ARTICLE
........

We rustled up the ice-cream maker from its storage place in the woodshed. It was the kind with a wooden tub into which a metal container was immersed and fastened to a hand-crank. We chipped the ice into little pieces with an ice pick, filling the wooden tub with the chips, and covered each layer with table salt to slow the melting. Ma poured the cooled ice cream mixture into the metal container.
My brothers and I took turns cranking until the crank became difficult to turn, a sign that the ice cream was ready. We removed the container, pulled out the wooden paddles covered in freshly frozen ice cream, and argued about who got to “lick the paddles.”
Soon we were enjoying bowls of homemade ice cream, topped with whatever berries were in season. It truly was tastier than any store-bought ice cream.
2 cups milk
¾ cup sugar
Pinch of salt
1 cup half-and-half
1 cup heavy cream
1½ teaspoons vanilla extract
½ cup mix-ins: chocolate chips, chopped nuts, or fruit (optional)
Scald the milk in a large pan or pot until bubbles form at the edge. Remove from heat. Add the sugar and salt and stir until they are dissolved. Stir in the half-and-half, heavy cream, and vanilla. Refrigerate the mixture at this point for 30 minutes to 1 hour until it is well chilled.
Start the ice-cream maker and pour mixture through the hole in the lid. Churn until ice cream is desired consistency, 20 to 40 minutes. If adding optional mix-ins, do so after the mixture begins to get thick and has started to freeze. Follow the freezing directions for your ice-cream maker. Makes about 2 quarts of ice cream.
TIPS FOR MAKING ICE CREAM WITH A HAND-CRANK ICE-CREAM MAKER:
1.Use the freshest ingredients available, especially fruits.
2.Have crushed ice and rock salt at the ready. The ideal proportion of ice to salt in your ice-cream maker is three to one.
3.Never fill the inside container, or can, of an ice-cream maker more than three-quarters full. If it gets too full, the ice cream can become grainy.
4.After pouring the ice-cream mixture into the can, nestle the can into a tub. Gradually alternate layers of ice and salt around the can and let it settle in. Finish with rock salt at the top.
5.Let everything sit for 5 minutes to chill before beginning to turn the crank.
6.While you are cranking your ice-cream mixture, add ice around the can as it melts away and layer with more rock salt. Don’t take any water out.
7.Continue turning the crank until the ice cream is solid, about 20 minutes.
8.Wipe the top of the can clean of ice and salt water before looking in to check it.
9.Some say that, if you can wait, the ice cream tastes better after it “ripens.” Remove the dasher and pack the ice cream down with a long wooden spoon. Put the cover back on tightly and place a cork in the hole where the dasher was. Put the can back in the tub; pack it with three parts ice and one part salt. Cover the ice cream with a thick covering or blanket and let it sit in the shade for two hours.
1 cup white sugar
1 cup brown sugar
1 cup shortening
3 eggs, beaten
1 tablespoon vanilla
5 cups flour
2 teaspoons baking soda
1 teaspoon salt
Salted nuts or raisins (optional)
Cream sugars and shortening in a large bowl. Add the beaten eggs and vanilla. Set aside. In another bowl, mix the flour, baking soda, and salt. Add the flour mixture gradually to the sugar mixture and stir until blended into dough. Add nuts or raisins, or both, if desired. Divide dough into 4 portions and shape into rolls on a floured board with your hands. The rolls should be about 2 inches in diameter. Wrap in wax paper and refrigerate overnight.

........

DATA EXCERPTS
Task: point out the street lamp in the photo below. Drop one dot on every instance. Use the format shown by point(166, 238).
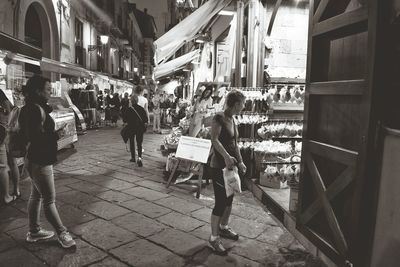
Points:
point(104, 39)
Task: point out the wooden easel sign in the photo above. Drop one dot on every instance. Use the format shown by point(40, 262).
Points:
point(195, 150)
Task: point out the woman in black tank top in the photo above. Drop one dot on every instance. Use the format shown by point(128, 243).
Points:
point(225, 154)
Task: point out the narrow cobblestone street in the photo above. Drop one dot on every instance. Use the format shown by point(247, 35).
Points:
point(122, 215)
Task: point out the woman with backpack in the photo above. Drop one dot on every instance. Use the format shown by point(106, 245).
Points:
point(38, 128)
point(136, 118)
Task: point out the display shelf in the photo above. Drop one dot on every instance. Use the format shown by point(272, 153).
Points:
point(275, 200)
point(287, 107)
point(287, 80)
point(287, 138)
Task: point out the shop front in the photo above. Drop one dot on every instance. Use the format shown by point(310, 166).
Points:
point(312, 136)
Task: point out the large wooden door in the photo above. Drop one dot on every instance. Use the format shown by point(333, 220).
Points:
point(339, 126)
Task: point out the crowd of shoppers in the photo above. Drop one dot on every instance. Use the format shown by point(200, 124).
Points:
point(40, 134)
point(38, 129)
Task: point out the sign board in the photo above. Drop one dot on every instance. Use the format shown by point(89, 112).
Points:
point(194, 149)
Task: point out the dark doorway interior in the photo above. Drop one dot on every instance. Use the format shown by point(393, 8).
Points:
point(33, 34)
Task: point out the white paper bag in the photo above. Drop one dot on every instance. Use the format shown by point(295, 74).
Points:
point(232, 181)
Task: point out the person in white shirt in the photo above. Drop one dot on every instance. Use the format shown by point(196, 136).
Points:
point(156, 112)
point(200, 109)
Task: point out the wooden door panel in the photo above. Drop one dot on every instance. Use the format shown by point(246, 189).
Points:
point(337, 124)
point(344, 87)
point(330, 119)
point(339, 57)
point(326, 9)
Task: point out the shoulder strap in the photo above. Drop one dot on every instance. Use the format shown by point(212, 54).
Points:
point(42, 113)
point(140, 118)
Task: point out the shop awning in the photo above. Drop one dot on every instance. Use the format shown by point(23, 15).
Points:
point(186, 30)
point(175, 64)
point(169, 88)
point(63, 68)
point(7, 42)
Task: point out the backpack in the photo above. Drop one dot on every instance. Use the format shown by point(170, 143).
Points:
point(17, 143)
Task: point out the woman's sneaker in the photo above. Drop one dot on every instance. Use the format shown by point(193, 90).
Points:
point(227, 232)
point(41, 235)
point(66, 241)
point(217, 247)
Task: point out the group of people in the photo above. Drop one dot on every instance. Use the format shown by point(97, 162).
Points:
point(115, 105)
point(135, 115)
point(37, 130)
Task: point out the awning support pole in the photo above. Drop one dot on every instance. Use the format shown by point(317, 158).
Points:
point(239, 43)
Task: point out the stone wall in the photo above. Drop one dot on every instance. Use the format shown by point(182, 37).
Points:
point(288, 42)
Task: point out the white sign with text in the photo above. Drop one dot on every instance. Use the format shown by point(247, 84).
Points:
point(194, 149)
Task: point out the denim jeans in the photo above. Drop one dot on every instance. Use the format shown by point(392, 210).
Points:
point(139, 141)
point(42, 188)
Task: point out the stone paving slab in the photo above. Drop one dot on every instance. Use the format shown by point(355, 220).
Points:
point(100, 160)
point(65, 181)
point(179, 242)
point(109, 262)
point(105, 210)
point(139, 224)
point(11, 218)
point(88, 188)
point(202, 232)
point(84, 254)
point(247, 211)
point(80, 172)
point(6, 242)
point(104, 234)
point(62, 189)
point(145, 193)
point(146, 254)
point(71, 216)
point(76, 198)
point(97, 179)
point(207, 258)
point(203, 214)
point(180, 221)
point(276, 236)
point(126, 177)
point(21, 258)
point(114, 196)
point(257, 251)
point(247, 228)
point(178, 205)
point(154, 186)
point(116, 184)
point(146, 208)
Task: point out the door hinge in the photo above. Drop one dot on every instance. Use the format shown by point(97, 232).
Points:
point(347, 263)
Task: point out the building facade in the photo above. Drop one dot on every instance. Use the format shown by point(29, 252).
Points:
point(148, 28)
point(72, 31)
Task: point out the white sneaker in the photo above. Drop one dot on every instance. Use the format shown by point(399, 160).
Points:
point(66, 241)
point(41, 235)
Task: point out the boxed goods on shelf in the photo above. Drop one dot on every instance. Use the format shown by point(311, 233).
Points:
point(281, 173)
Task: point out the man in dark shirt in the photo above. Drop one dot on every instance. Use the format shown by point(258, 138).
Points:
point(136, 118)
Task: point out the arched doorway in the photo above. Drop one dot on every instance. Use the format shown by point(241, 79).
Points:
point(38, 34)
point(33, 34)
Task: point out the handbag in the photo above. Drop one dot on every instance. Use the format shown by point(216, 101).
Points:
point(140, 118)
point(232, 181)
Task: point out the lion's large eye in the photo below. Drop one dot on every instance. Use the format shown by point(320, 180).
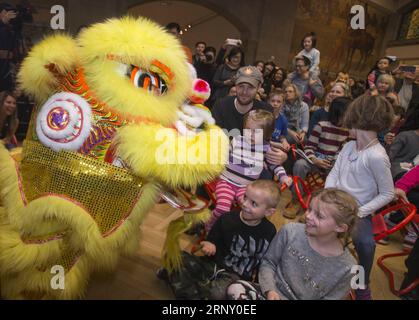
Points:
point(148, 80)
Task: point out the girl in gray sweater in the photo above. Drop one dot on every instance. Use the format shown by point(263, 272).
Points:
point(308, 262)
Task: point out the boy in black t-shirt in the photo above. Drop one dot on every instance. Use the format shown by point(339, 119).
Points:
point(233, 248)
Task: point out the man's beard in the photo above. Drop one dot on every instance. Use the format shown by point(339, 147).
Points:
point(244, 101)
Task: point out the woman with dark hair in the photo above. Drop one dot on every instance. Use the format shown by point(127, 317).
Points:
point(260, 65)
point(278, 78)
point(268, 71)
point(339, 89)
point(323, 145)
point(8, 119)
point(224, 77)
point(382, 66)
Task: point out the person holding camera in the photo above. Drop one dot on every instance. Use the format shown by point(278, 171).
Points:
point(7, 14)
point(206, 68)
point(224, 77)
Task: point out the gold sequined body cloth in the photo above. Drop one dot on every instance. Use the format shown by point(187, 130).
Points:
point(106, 192)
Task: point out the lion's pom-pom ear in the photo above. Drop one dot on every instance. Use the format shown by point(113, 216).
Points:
point(47, 61)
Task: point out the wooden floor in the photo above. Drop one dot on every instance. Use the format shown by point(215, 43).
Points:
point(135, 277)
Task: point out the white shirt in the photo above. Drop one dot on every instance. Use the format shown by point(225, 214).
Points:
point(314, 56)
point(365, 175)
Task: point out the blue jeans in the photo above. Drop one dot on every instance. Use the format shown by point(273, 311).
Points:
point(363, 239)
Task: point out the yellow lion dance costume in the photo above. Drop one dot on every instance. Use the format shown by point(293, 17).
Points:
point(108, 112)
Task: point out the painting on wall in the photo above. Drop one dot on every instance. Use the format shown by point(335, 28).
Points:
point(341, 47)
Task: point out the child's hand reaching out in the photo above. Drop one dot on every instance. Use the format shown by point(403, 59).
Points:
point(287, 180)
point(208, 248)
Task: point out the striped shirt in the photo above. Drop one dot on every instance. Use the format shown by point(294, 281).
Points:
point(326, 140)
point(246, 162)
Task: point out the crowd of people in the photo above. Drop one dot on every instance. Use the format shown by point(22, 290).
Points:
point(361, 136)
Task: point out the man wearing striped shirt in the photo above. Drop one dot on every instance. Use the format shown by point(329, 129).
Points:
point(246, 162)
point(325, 142)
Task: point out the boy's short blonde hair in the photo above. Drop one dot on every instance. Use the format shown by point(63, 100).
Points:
point(370, 113)
point(346, 208)
point(389, 79)
point(271, 190)
point(266, 120)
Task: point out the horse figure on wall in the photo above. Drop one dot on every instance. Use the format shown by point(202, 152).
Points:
point(362, 41)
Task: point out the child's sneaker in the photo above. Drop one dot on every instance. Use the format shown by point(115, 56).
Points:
point(363, 294)
point(162, 274)
point(384, 241)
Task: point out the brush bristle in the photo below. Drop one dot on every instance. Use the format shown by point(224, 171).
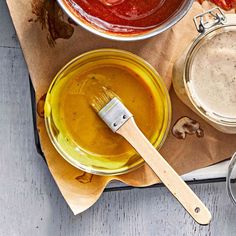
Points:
point(102, 99)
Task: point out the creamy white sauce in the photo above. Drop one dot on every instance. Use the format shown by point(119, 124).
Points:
point(213, 75)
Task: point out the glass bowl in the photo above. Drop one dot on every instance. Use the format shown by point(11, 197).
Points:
point(69, 149)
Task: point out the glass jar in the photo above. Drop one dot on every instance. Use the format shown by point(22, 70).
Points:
point(204, 78)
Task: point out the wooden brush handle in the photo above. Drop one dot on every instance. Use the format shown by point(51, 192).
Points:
point(165, 172)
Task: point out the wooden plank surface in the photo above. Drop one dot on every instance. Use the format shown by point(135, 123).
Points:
point(30, 203)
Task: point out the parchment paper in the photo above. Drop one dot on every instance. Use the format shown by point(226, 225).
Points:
point(49, 41)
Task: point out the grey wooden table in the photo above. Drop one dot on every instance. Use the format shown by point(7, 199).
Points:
point(30, 202)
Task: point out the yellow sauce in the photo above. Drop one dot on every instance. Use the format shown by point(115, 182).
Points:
point(84, 125)
point(75, 128)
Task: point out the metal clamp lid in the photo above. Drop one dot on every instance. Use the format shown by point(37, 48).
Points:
point(209, 19)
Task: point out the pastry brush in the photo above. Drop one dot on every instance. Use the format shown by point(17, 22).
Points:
point(114, 113)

........

JOB 1
Reproduce the passage from the ice cream article starting at "Scald the milk" and ending at "is well chilled.".
JOB 2
From the ice cream article, list every ingredient called for in the recipe that makes about 2 quarts of ice cream.

WRITTEN REPLY 1
Scald the milk in a large pan or pot until bubbles form at the edge. Remove from heat. Add the sugar and salt and stir until they are dissolved. Stir in the half-and-half, heavy cream, and vanilla. Refrigerate the mixture at this point for 30 minutes to 1 hour until it is well chilled.

WRITTEN REPLY 2
- Milk
- Sugar
- Salt
- Half-and-half
- Heavy cream
- Vanilla extract
- Mix-ins such as chocolate chips, chopped nuts, or fruit (optional)